TASK BRIEF ::
Count the lines in the material below that contain the string "headrest", treating case as significant, and reply with only that number.

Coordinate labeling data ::
----
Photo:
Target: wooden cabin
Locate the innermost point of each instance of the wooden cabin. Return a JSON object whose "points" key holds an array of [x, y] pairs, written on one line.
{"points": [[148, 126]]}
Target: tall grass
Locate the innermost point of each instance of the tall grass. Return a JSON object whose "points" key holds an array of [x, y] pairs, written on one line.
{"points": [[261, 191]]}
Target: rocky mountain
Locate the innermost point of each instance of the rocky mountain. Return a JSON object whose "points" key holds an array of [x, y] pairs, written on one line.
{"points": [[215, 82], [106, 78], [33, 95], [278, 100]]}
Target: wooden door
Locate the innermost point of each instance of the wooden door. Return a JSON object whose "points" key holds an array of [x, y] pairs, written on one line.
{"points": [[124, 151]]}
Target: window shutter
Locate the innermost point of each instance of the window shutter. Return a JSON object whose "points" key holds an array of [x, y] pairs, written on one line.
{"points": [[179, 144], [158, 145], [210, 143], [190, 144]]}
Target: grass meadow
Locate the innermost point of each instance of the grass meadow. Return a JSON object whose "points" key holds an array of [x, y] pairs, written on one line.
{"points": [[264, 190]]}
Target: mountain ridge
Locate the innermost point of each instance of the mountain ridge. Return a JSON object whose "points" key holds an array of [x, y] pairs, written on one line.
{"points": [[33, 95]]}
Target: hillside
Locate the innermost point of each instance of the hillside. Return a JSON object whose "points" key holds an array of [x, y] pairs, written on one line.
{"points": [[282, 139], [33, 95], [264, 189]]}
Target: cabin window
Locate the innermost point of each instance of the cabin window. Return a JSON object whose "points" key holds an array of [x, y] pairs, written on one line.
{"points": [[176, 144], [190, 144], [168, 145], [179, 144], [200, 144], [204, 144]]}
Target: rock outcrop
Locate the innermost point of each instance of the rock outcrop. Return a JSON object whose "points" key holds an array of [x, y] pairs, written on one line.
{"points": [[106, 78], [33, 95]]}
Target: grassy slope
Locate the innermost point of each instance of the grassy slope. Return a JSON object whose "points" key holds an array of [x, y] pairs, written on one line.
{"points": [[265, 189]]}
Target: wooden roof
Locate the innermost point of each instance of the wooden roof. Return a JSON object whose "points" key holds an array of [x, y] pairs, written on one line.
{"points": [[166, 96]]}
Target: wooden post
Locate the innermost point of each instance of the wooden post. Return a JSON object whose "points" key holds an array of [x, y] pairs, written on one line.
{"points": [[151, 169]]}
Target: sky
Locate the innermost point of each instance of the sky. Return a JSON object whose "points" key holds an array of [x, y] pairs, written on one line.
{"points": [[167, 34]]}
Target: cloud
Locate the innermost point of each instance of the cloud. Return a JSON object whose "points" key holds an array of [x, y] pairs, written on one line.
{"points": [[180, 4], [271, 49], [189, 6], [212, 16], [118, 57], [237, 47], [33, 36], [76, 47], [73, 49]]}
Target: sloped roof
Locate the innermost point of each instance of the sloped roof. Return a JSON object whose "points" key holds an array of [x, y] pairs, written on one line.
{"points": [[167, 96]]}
----
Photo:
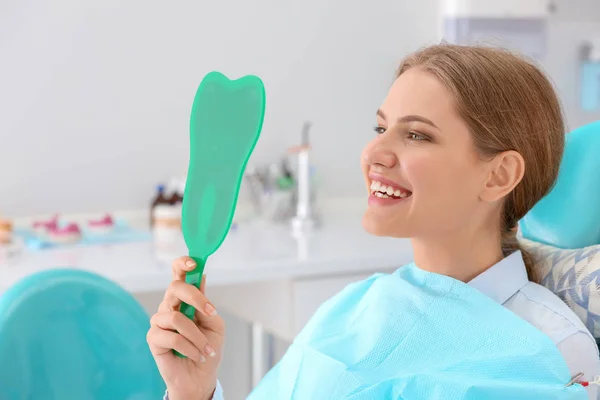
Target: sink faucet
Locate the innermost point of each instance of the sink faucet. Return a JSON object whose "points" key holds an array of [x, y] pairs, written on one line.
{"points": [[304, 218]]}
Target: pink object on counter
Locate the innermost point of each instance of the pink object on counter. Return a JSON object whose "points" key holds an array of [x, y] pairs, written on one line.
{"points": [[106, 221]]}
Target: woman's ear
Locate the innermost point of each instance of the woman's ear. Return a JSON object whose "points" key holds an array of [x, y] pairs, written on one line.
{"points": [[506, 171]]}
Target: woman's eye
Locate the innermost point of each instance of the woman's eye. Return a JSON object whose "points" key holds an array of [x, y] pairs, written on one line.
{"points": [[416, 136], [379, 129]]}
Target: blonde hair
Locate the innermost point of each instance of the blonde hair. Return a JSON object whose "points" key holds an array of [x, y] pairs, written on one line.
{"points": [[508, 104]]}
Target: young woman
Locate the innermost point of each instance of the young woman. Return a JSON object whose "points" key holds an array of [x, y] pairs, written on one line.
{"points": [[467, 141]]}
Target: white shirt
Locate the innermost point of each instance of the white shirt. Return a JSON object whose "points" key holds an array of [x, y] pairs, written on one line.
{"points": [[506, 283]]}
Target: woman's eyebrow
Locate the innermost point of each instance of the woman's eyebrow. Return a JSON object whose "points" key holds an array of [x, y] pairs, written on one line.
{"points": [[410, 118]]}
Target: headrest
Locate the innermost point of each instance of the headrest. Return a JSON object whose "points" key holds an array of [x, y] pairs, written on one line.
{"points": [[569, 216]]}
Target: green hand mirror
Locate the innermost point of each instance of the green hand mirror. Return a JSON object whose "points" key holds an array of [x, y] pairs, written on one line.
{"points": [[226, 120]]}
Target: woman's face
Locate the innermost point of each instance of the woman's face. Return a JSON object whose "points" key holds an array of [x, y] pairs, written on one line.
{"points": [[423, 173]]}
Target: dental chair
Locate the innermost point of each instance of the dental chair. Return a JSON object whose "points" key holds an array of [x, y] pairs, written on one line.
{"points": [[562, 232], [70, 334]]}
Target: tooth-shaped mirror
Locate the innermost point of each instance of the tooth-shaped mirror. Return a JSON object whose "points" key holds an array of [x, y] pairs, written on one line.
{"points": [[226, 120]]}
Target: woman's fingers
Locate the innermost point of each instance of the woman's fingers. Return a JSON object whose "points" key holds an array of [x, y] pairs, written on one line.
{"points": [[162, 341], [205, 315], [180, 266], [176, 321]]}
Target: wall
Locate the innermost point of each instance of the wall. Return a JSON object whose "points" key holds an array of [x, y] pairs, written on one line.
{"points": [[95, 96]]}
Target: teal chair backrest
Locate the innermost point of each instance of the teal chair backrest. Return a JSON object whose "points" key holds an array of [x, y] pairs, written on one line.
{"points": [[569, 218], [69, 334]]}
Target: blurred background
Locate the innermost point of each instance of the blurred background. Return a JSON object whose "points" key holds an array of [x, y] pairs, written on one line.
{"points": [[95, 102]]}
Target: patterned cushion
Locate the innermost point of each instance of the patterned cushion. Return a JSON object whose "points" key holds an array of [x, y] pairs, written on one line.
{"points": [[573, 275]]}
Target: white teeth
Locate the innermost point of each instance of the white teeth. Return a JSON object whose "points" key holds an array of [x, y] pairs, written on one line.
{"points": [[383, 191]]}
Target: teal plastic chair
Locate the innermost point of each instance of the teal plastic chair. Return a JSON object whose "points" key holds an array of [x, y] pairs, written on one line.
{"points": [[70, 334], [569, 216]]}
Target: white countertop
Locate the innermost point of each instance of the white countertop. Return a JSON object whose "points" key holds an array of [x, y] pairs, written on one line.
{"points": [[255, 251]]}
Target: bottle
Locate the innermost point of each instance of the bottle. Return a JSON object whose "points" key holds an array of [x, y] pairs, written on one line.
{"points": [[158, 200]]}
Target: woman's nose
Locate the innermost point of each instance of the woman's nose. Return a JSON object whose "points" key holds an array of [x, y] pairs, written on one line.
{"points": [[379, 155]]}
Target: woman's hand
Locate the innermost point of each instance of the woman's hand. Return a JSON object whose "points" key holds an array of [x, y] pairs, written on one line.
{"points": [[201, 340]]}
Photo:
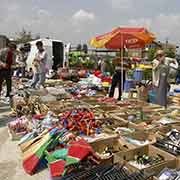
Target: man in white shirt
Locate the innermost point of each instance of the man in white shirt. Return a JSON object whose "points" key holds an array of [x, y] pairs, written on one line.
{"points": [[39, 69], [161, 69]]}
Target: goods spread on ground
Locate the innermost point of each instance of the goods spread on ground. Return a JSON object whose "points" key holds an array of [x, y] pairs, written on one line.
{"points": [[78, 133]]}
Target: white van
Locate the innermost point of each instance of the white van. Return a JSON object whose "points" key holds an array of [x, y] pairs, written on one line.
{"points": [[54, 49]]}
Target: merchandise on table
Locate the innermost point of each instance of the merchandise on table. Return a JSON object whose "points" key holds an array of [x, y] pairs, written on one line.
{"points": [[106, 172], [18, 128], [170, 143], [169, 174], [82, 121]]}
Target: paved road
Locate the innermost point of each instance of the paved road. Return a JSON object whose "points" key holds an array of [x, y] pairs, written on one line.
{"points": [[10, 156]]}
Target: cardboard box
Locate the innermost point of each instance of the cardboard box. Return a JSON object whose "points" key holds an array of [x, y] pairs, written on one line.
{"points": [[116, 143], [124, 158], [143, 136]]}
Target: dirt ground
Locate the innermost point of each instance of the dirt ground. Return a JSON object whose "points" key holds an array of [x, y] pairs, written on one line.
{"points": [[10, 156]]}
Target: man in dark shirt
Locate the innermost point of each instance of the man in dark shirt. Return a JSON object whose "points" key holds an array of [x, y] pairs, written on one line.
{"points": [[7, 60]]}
----
TASK SOLUTION ::
2